(Picture annotation material)
# # # # #

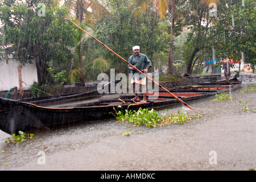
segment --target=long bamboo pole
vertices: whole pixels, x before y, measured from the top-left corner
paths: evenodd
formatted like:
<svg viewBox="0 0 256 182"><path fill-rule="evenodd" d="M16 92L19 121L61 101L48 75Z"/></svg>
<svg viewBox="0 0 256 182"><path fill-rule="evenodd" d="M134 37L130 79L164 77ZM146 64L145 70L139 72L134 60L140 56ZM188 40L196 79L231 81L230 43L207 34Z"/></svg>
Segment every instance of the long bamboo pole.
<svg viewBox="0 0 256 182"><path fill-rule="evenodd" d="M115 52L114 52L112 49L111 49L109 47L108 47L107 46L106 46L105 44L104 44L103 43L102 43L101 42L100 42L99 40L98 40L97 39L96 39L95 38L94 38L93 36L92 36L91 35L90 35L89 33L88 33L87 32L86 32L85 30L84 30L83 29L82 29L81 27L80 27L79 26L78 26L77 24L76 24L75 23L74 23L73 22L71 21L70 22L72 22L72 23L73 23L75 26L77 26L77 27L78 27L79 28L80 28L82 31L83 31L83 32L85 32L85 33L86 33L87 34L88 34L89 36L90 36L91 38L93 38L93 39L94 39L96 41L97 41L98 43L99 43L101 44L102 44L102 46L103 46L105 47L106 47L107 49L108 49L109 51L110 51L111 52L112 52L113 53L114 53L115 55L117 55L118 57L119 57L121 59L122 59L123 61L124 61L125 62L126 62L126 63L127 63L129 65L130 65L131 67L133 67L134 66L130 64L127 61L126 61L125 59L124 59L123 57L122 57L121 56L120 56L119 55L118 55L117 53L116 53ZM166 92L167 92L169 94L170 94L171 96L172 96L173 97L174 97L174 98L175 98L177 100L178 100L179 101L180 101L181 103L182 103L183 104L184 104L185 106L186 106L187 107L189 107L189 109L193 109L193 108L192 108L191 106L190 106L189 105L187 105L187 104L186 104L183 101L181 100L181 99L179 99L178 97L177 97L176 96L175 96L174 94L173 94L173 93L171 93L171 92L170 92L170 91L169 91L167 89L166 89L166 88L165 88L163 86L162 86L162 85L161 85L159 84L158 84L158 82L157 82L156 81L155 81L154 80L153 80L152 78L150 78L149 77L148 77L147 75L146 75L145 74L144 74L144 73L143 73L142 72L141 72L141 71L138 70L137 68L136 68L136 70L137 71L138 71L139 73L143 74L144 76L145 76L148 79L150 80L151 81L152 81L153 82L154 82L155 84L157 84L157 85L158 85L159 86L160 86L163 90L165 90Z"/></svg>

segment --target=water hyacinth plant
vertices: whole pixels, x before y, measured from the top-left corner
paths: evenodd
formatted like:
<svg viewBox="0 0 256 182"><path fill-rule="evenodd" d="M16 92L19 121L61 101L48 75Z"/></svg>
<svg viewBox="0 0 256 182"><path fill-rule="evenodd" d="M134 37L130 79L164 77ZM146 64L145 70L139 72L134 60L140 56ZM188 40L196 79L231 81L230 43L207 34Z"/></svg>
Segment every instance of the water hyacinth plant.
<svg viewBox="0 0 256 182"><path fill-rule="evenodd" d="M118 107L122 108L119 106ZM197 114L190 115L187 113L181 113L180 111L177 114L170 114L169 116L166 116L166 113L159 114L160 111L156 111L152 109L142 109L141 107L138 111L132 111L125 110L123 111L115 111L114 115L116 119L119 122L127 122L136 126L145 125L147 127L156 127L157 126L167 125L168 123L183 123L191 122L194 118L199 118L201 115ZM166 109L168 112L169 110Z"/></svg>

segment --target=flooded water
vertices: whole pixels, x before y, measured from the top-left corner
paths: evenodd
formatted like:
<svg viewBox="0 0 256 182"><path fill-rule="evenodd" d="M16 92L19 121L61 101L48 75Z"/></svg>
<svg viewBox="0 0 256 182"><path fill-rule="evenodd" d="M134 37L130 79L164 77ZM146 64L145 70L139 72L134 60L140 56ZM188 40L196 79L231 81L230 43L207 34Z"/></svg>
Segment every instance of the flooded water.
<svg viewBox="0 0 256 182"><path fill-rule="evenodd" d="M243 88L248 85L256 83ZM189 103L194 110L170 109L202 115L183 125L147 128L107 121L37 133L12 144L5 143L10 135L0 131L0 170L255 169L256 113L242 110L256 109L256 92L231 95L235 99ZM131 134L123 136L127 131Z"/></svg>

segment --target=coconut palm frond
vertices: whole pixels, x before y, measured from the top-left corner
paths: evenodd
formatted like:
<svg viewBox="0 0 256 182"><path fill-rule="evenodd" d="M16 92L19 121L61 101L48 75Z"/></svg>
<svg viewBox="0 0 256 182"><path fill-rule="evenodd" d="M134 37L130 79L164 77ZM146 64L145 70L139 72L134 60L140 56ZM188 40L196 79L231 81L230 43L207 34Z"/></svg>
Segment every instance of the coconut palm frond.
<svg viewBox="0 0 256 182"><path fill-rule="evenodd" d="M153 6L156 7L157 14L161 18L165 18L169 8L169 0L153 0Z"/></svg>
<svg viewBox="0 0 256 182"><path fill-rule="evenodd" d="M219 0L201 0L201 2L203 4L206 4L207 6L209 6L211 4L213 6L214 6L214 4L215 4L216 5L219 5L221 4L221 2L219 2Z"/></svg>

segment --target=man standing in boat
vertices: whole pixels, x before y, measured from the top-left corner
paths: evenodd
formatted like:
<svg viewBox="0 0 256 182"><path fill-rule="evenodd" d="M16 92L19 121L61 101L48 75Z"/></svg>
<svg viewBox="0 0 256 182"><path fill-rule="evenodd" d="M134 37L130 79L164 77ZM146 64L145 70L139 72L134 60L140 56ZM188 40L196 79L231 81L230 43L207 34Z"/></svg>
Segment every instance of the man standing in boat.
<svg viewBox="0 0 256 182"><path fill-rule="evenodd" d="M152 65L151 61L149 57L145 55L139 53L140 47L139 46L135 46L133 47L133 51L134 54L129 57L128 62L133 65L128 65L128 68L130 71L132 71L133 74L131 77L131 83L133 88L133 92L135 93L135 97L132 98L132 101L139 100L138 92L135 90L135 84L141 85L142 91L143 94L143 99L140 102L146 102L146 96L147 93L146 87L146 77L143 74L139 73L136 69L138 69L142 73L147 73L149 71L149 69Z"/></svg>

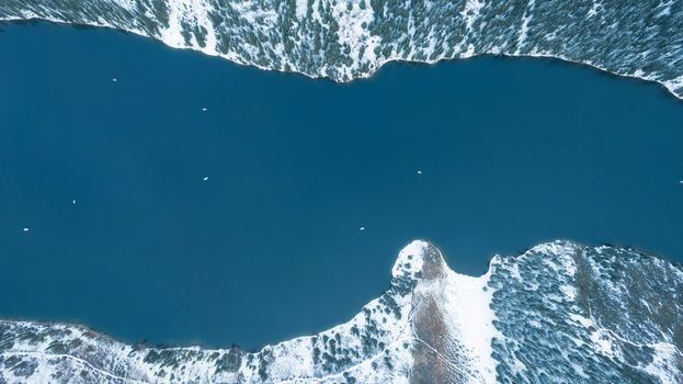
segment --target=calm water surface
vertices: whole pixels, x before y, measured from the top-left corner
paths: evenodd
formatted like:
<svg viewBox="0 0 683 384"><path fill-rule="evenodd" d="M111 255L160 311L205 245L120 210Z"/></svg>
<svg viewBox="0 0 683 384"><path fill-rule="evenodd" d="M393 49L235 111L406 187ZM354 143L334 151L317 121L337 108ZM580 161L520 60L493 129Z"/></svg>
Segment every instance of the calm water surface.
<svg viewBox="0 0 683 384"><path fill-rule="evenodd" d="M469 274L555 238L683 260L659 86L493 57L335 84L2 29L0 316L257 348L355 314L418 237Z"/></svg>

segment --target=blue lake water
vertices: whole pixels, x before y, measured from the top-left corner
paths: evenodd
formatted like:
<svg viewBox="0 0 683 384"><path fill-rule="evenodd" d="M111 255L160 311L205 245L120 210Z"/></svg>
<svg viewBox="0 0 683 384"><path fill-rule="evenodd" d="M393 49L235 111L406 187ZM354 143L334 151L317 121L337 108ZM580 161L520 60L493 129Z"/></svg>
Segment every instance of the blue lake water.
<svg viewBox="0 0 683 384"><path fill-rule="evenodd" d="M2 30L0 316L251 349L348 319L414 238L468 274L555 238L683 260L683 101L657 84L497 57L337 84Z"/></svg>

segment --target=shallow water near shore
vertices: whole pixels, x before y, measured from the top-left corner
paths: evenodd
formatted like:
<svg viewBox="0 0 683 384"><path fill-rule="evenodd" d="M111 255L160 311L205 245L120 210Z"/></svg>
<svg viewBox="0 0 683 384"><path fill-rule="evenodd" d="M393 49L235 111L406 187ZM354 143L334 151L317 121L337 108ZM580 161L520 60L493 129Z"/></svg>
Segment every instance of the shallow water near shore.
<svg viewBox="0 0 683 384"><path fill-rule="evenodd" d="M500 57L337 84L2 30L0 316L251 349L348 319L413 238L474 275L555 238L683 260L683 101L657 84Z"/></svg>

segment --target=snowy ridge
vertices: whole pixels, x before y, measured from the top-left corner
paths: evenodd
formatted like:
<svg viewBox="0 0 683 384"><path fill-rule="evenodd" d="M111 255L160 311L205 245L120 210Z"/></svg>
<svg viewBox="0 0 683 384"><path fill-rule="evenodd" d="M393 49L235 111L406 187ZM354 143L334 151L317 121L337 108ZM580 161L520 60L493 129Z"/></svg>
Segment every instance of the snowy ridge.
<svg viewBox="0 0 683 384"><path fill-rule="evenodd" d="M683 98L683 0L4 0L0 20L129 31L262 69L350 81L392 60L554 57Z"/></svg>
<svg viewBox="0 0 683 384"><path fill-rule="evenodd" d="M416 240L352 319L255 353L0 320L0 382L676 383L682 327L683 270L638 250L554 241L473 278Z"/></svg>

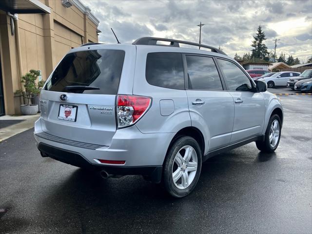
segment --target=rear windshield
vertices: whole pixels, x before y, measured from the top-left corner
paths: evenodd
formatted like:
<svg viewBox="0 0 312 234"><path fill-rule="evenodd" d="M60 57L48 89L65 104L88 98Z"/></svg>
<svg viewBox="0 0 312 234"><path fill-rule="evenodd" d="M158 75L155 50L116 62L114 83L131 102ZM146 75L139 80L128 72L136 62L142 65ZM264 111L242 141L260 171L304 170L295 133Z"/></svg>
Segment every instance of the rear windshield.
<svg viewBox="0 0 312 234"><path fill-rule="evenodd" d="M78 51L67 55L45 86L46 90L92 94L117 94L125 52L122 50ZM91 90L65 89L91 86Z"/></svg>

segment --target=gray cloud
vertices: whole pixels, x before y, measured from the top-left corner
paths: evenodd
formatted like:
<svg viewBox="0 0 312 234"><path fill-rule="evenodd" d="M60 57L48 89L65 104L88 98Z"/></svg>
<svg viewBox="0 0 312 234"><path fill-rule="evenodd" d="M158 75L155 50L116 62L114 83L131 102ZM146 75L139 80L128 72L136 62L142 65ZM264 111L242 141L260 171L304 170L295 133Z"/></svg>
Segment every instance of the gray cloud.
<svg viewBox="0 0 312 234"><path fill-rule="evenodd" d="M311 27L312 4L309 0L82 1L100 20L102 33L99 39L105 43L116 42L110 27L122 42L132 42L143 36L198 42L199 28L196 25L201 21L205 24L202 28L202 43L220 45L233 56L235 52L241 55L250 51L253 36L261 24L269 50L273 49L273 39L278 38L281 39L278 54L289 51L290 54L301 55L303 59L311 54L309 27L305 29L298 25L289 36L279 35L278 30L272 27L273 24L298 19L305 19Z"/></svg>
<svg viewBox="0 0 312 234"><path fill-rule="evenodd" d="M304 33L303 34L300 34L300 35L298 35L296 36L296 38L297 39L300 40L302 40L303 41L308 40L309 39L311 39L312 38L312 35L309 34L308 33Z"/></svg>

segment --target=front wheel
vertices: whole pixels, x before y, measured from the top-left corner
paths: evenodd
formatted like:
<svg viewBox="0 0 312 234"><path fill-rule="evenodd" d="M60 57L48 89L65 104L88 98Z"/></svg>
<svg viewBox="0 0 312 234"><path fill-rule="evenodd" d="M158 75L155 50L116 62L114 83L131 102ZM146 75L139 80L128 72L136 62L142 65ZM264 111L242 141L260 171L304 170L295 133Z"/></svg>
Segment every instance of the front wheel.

# # # # #

*Problem requirements*. Copy out everything in the material above, from the line containing "segment --target=man standing in boat" down to the line containing "316L251 349L348 319L414", both lines included. Omit the picture lines from your copy.

*Exercise response*.
segment --target=man standing in boat
vertices: whole pixels, x before y, measured from the top-left corner
paths: evenodd
formatted like:
<svg viewBox="0 0 256 182"><path fill-rule="evenodd" d="M16 92L19 121L61 101L48 75Z"/></svg>
<svg viewBox="0 0 256 182"><path fill-rule="evenodd" d="M134 37L130 79L164 77ZM146 64L145 70L139 72L134 60L140 56ZM188 40L196 79L231 81L230 43L207 34Z"/></svg>
Segment every instance of the man standing in boat.
<svg viewBox="0 0 256 182"><path fill-rule="evenodd" d="M152 65L151 61L149 57L145 55L139 53L140 47L139 46L135 46L133 47L133 51L134 54L129 57L128 62L133 65L128 65L128 68L130 71L132 71L133 74L131 77L131 83L133 88L133 92L135 93L135 97L132 98L132 101L139 100L138 92L135 90L135 84L141 85L142 91L143 94L143 99L140 102L146 102L146 96L147 93L146 87L146 77L143 74L139 73L136 69L138 69L142 73L147 73L149 71L149 69Z"/></svg>

segment --target=calm water surface
vertices: whole pixels, x before y, measured from the top-left corner
paths: evenodd
formatted like:
<svg viewBox="0 0 683 384"><path fill-rule="evenodd" d="M111 255L160 311L205 245L120 210Z"/></svg>
<svg viewBox="0 0 683 384"><path fill-rule="evenodd" d="M393 49L235 111L406 187ZM354 143L334 151L317 121L337 108ZM580 161L520 60L493 129Z"/></svg>
Segment every instance of the calm water surface.
<svg viewBox="0 0 683 384"><path fill-rule="evenodd" d="M469 274L555 238L683 260L659 86L493 57L335 84L2 29L0 316L257 348L355 314L418 237Z"/></svg>

segment --target=blue lake water
vertices: whole pixels, x before y, measured from the top-left corner
paths: evenodd
formatted like:
<svg viewBox="0 0 683 384"><path fill-rule="evenodd" d="M111 255L160 311L205 245L120 210Z"/></svg>
<svg viewBox="0 0 683 384"><path fill-rule="evenodd" d="M393 49L235 111L406 187ZM354 143L334 151L317 121L337 108ZM580 161L520 60L493 129Z"/></svg>
Segment every instance of the blue lake water.
<svg viewBox="0 0 683 384"><path fill-rule="evenodd" d="M2 30L0 316L251 349L348 319L414 238L468 274L555 238L683 260L683 101L657 84L497 57L337 84Z"/></svg>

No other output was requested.